Excerpts from a dataset:
—————
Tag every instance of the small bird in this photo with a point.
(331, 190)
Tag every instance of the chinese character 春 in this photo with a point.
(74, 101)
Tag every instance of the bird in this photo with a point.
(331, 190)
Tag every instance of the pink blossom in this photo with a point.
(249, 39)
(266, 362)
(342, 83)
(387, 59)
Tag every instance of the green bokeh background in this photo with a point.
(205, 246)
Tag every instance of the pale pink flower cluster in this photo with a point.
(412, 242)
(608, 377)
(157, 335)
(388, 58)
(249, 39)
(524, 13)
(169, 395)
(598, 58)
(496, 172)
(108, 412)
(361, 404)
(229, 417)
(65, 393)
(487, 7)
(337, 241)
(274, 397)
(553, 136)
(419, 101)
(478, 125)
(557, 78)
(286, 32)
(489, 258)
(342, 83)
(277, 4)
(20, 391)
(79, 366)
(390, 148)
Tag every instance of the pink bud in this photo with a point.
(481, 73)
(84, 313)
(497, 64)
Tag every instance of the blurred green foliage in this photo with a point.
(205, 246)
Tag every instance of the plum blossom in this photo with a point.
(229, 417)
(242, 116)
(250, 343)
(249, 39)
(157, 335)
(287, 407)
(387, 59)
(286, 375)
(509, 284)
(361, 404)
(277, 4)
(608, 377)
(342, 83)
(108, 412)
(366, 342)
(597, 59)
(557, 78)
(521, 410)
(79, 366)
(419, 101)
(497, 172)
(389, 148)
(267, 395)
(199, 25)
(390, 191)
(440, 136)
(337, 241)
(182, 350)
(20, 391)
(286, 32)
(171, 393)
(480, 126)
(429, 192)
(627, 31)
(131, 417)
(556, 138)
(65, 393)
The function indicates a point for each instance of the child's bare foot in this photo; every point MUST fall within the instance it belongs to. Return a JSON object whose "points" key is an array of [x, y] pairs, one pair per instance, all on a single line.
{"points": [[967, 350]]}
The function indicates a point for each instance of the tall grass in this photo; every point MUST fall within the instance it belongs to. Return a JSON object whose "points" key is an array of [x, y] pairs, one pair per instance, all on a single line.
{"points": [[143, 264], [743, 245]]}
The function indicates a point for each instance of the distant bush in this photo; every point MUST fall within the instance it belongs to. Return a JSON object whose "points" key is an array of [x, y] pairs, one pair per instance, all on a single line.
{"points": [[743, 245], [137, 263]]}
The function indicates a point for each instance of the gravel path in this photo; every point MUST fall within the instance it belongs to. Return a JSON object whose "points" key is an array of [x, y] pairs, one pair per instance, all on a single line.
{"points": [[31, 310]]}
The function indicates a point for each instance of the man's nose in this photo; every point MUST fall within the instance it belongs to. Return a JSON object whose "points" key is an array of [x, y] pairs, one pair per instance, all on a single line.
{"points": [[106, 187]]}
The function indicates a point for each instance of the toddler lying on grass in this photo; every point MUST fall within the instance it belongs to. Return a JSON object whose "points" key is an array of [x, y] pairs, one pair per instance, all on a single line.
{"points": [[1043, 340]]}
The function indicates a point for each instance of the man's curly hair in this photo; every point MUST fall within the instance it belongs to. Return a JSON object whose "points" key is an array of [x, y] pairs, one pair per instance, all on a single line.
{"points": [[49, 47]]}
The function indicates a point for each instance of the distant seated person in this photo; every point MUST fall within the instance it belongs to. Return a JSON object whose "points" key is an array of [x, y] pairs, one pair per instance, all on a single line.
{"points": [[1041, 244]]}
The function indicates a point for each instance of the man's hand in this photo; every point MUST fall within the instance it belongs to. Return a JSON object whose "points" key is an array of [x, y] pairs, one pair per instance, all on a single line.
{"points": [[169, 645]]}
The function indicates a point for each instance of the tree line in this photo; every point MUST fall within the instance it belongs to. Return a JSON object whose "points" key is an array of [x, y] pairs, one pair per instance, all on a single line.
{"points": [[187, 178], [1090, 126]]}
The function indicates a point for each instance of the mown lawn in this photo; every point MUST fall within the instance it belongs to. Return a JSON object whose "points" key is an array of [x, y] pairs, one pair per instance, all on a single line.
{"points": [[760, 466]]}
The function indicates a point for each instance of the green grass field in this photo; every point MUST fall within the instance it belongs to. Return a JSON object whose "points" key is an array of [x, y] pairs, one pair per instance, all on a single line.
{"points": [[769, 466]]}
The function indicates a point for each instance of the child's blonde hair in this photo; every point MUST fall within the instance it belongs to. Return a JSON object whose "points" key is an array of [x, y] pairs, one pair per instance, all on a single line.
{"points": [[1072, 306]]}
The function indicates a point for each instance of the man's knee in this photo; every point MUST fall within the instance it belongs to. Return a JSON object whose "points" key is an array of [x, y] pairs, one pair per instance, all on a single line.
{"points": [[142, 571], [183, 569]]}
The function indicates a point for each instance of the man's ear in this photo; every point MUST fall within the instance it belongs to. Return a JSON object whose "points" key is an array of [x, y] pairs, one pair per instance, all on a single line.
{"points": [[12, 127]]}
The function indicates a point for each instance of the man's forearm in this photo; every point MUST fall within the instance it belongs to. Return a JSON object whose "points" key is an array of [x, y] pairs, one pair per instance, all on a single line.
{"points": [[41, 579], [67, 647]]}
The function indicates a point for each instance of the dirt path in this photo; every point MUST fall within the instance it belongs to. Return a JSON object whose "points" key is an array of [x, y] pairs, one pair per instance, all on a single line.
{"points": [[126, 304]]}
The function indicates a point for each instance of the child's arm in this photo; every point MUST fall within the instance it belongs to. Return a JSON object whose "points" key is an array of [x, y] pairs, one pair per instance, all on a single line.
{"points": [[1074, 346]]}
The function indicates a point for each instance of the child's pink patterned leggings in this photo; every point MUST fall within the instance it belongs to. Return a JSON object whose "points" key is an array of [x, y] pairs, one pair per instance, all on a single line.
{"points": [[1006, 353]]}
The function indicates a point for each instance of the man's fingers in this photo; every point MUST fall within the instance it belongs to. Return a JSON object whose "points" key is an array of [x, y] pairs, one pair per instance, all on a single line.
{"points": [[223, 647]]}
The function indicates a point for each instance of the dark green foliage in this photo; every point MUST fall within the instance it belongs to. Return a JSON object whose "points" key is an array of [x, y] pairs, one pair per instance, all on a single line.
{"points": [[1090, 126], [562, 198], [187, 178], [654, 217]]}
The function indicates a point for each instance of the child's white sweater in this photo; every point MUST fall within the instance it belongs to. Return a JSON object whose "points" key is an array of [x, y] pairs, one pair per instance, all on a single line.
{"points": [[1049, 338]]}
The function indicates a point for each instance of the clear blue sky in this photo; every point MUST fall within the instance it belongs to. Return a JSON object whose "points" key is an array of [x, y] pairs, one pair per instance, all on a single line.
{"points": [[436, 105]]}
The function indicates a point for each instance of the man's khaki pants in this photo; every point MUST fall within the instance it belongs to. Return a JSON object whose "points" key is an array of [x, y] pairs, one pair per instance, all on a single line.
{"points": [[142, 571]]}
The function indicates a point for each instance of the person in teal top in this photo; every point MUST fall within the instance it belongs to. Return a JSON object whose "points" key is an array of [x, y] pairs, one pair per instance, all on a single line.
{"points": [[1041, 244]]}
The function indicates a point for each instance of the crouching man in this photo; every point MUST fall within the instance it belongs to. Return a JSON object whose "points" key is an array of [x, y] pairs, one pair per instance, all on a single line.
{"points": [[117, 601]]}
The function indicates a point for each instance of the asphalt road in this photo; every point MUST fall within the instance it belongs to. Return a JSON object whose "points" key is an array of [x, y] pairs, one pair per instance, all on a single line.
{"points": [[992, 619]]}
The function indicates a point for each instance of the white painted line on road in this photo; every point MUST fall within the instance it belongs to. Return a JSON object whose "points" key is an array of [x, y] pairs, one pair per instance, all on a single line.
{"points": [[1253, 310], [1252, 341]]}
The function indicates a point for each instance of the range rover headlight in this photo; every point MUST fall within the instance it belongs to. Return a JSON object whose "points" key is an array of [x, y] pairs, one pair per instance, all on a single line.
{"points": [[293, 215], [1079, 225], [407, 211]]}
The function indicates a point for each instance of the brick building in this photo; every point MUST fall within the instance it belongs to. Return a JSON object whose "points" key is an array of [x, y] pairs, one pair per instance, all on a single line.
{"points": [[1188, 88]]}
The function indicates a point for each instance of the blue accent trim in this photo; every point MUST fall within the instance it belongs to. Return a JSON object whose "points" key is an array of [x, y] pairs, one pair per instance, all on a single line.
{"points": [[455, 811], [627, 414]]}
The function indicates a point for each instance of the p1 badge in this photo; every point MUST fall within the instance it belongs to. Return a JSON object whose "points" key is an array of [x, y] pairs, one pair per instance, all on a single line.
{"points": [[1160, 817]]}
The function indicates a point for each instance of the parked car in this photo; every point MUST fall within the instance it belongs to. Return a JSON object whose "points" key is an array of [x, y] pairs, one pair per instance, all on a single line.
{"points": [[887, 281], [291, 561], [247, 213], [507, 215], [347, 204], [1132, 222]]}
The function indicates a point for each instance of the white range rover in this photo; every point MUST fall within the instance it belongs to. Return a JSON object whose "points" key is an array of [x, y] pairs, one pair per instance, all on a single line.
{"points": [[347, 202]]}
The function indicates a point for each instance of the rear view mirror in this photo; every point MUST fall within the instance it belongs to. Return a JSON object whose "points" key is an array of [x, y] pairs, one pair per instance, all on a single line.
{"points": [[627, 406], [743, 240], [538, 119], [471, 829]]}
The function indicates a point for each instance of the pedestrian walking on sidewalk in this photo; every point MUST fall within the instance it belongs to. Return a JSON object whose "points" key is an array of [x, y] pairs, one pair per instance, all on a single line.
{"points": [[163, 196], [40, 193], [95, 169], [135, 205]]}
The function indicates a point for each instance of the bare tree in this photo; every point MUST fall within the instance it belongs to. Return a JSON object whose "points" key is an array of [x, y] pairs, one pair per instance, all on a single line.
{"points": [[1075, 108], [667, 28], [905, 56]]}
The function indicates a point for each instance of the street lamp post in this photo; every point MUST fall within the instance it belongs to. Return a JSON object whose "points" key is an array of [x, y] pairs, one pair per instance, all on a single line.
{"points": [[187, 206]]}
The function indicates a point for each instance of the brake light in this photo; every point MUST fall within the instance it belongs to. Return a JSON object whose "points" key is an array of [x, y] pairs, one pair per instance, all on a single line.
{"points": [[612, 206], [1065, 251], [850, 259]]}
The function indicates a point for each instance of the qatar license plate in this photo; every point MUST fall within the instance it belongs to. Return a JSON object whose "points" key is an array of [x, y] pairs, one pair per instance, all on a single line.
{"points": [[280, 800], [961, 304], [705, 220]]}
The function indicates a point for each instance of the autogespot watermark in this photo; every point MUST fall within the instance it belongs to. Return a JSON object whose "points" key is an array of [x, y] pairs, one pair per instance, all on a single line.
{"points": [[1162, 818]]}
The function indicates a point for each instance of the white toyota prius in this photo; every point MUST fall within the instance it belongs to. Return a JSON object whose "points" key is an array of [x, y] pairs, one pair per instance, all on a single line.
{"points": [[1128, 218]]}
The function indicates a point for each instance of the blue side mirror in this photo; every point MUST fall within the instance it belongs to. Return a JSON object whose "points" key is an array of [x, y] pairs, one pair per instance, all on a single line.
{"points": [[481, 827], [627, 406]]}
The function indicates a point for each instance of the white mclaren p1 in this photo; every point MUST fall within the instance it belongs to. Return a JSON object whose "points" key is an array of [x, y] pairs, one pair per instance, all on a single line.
—————
What you should do:
Copy, without any change, the run of lines from the one with "the blue side" through the end of the entries above.

Answer box:
The function indicates a point for each instance of the blue side mirror in this photo; every point MUST fall within the instance it belongs to. Return a JSON object whose "points" key is an array of [x, y] pairs, one pair per instance, all on a single line.
{"points": [[481, 827], [627, 406]]}
The function indicates a point for each instance of the white mclaren p1 in this photo; every point MUST fall within the instance it belongs to. Return a JSON object whose "points" key is an array of [x, y] pairs, one pair per instance, all on a single line.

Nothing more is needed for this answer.